- [Provided data]:

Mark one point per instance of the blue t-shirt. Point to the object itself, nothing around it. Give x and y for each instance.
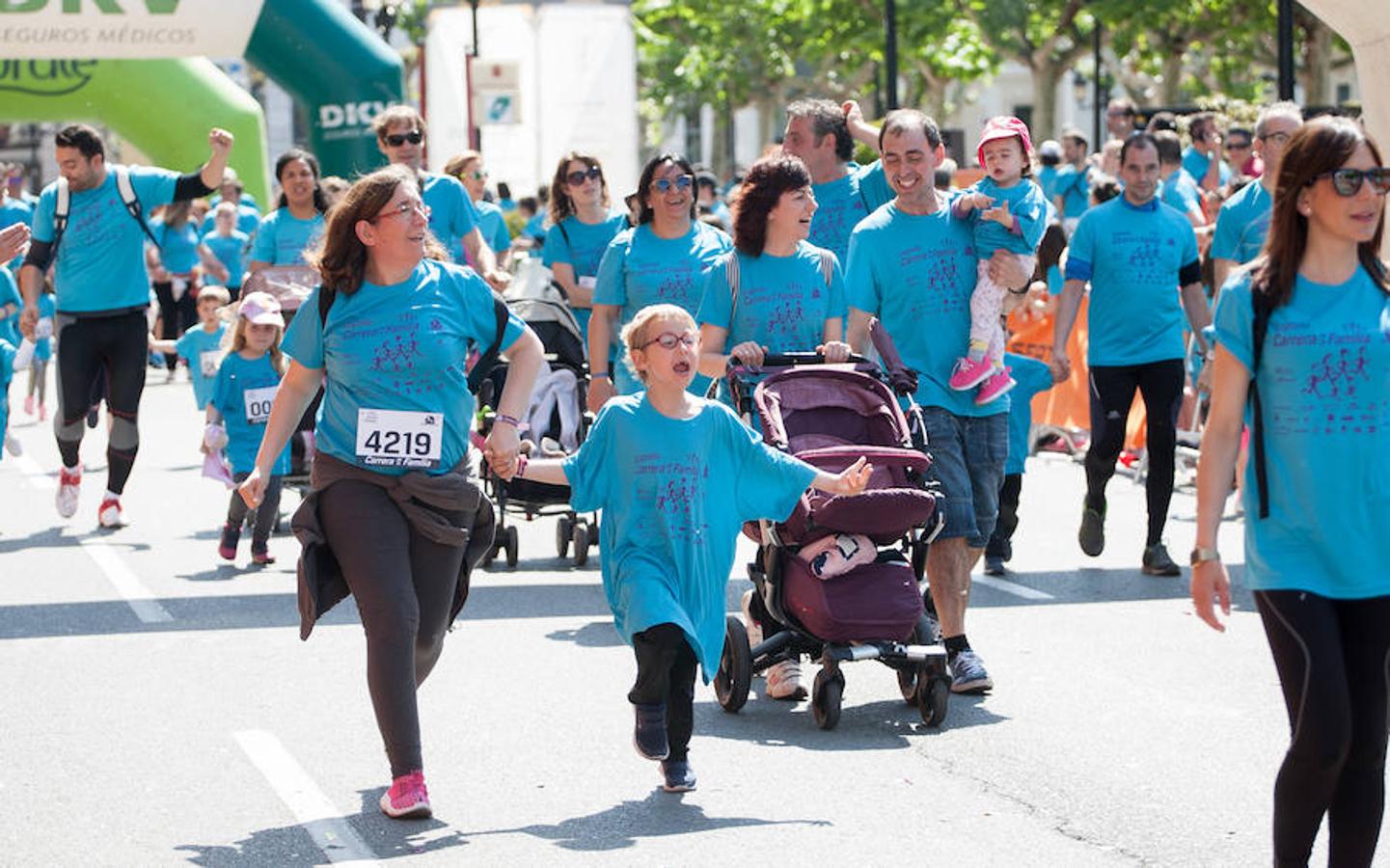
(1026, 204)
(231, 252)
(248, 220)
(1131, 256)
(582, 246)
(1324, 394)
(1242, 224)
(783, 302)
(400, 347)
(452, 214)
(204, 353)
(639, 268)
(1182, 193)
(178, 248)
(842, 203)
(283, 237)
(101, 253)
(494, 226)
(674, 495)
(1197, 163)
(916, 274)
(243, 392)
(1075, 188)
(1031, 376)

- [Task prompt]:
Render every line of the items above as a numbered list, omitting blank lines and leaving out the pictures.

- [Answer for the task]:
1. Mark one point per instance of the blue t-shirt. Point to the object itself, nothing around it. Give x and y for each instance.
2. (1026, 204)
3. (231, 252)
4. (248, 220)
5. (1131, 256)
6. (582, 246)
7. (1324, 394)
8. (1242, 224)
9. (783, 302)
10. (400, 347)
11. (452, 214)
12. (204, 353)
13. (639, 268)
14. (1182, 193)
15. (178, 248)
16. (842, 203)
17. (283, 237)
18. (101, 253)
19. (494, 226)
20. (674, 495)
21. (1197, 163)
22. (916, 274)
23. (243, 392)
24. (1075, 188)
25. (1031, 376)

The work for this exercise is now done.